- YOUR GOAL:
Set down exactly the lines from the one containing "[ ] one point" through the last line of the data below, and no others.

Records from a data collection
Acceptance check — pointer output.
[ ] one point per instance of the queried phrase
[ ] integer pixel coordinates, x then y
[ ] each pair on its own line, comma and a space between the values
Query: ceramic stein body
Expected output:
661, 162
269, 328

- SOLVED EXERCISE:
[ ] one point per instance of the queried phrase
[ ] integer pixel coordinates, x then y
[ ] each pair on its own line, comma and a space between the values
Query: ceramic stein body
Expected output:
661, 162
269, 328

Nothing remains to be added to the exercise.